[Begin Working data]
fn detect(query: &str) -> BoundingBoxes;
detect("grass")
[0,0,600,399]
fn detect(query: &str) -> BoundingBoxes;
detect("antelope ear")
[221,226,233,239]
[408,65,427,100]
[End Working data]
■ Exercise requirements ■
Rewrite every row above in full, requests included, and add 51 to each bounding-box coordinate in the answers.

■ The completed task ■
fn detect(query: &str) -> BoundingBoxes;
detect("grass")
[51,51,651,450]
fn detect(query: &str) -> BoundingBoxes;
detect("antelope ear")
[272,277,284,290]
[459,116,478,151]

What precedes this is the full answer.